Photo-based referring expression data:
###
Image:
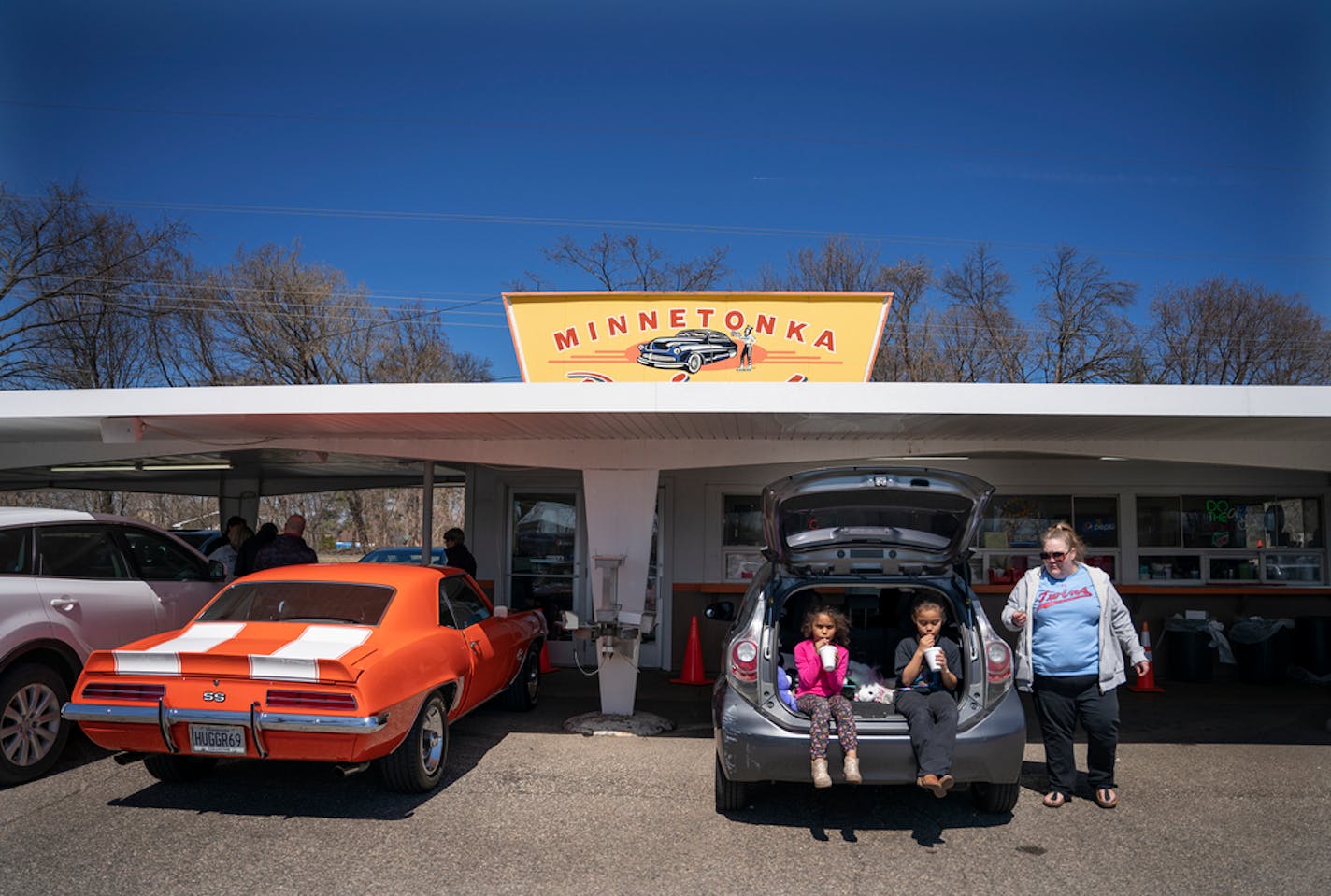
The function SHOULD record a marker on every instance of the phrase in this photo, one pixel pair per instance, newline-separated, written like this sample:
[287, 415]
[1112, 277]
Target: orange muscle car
[344, 663]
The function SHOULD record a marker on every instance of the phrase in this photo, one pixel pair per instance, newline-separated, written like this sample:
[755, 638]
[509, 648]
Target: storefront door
[658, 598]
[543, 562]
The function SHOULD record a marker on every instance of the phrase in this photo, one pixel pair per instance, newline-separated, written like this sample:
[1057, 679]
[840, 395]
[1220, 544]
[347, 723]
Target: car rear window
[351, 604]
[15, 550]
[820, 519]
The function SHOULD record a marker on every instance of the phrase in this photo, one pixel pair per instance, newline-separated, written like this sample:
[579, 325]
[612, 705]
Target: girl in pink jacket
[819, 691]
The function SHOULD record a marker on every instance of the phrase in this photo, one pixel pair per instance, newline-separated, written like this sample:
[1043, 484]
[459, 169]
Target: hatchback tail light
[744, 661]
[743, 654]
[997, 669]
[310, 701]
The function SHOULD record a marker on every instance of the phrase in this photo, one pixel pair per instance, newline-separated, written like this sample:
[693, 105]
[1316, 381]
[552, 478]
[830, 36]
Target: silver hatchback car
[866, 541]
[72, 583]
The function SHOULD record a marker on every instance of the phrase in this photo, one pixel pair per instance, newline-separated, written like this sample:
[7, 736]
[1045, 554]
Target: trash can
[1189, 650]
[1262, 648]
[1312, 645]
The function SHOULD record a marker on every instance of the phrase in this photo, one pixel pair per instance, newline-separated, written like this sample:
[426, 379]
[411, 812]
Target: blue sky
[430, 149]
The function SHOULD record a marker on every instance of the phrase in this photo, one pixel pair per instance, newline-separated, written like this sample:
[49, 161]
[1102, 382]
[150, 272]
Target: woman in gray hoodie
[1074, 632]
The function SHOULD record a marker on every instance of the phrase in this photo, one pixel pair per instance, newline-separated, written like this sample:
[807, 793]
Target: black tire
[524, 691]
[32, 733]
[995, 798]
[731, 796]
[178, 770]
[417, 764]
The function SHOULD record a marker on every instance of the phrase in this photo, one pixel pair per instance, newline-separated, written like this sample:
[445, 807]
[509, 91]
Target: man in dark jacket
[458, 553]
[286, 548]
###
§ **About this exercise**
All of the records above should be returned exactly, though the pictures should not.

§ **Solution to this exercise**
Image:
The function SHOULD record a marker on every instance of the phrase in this photo, one pixel pair per instance, newline-separated, written like this sample:
[287, 415]
[1112, 277]
Target: orange muscle car
[344, 663]
The function SHOULD record a marker on every instance of the phrase in this photo, one pixel pair per instance, newline-separated, written like this sample:
[755, 638]
[509, 648]
Target: storefront door
[658, 598]
[543, 562]
The function SHOULD record a marker on every instance of the phrase in this photo, one pixel pair per instance, newline-separated, written like this sample:
[1057, 679]
[840, 395]
[1220, 544]
[347, 723]
Target: car rear window
[351, 604]
[15, 550]
[820, 519]
The function SHOULD record a marker on every instance of the phrase in this photo, one pixel pair per instance, newline-separated, written like this sample:
[579, 325]
[612, 705]
Target: girl in pink jacket
[819, 691]
The function SHOULD record a marker on every instance of the phrase in this photo, one pixel pair per instance, newline-separated, written like this sample:
[1043, 484]
[459, 169]
Target: hatchback tail light
[744, 661]
[743, 654]
[997, 669]
[310, 701]
The function SHOULD record a marker on every instance of the phrase in this photo, one pixel pair per instance, newline-separated, written like this sample:
[693, 105]
[1316, 381]
[552, 478]
[830, 36]
Target: silver hatchback car
[866, 541]
[72, 583]
The function SHOULD record a marker on every instance of the phrase in this photo, one pixel pair per instance, newline-separated, written like this sample:
[7, 736]
[1045, 554]
Target: trash can
[1189, 650]
[1262, 648]
[1312, 645]
The function SHOULD record a marker on every instance of the phrase in this photo, one pixel pair per instance, newline-separated, written like this sample:
[426, 379]
[411, 812]
Target: blue sky
[430, 149]
The function SHOULD record a marker on every instance of the phrase in this photo, one pixel pair per instance, newline-separated, written like this sample:
[49, 161]
[1102, 382]
[150, 272]
Target: woman in gray hoodie
[1074, 632]
The function SHOULD record a marker on every instance of the phrase in this photo, one pixel pair per instance, newline-separated, written like this sample:
[807, 793]
Target: black tire
[524, 691]
[32, 733]
[995, 798]
[731, 796]
[178, 770]
[417, 764]
The function SHOULD record a marker on every instance of the phrase in this photo, one pixel pair per instance, newline-separated, written like this sample:
[445, 807]
[509, 91]
Target: man in dark jacket
[458, 553]
[286, 548]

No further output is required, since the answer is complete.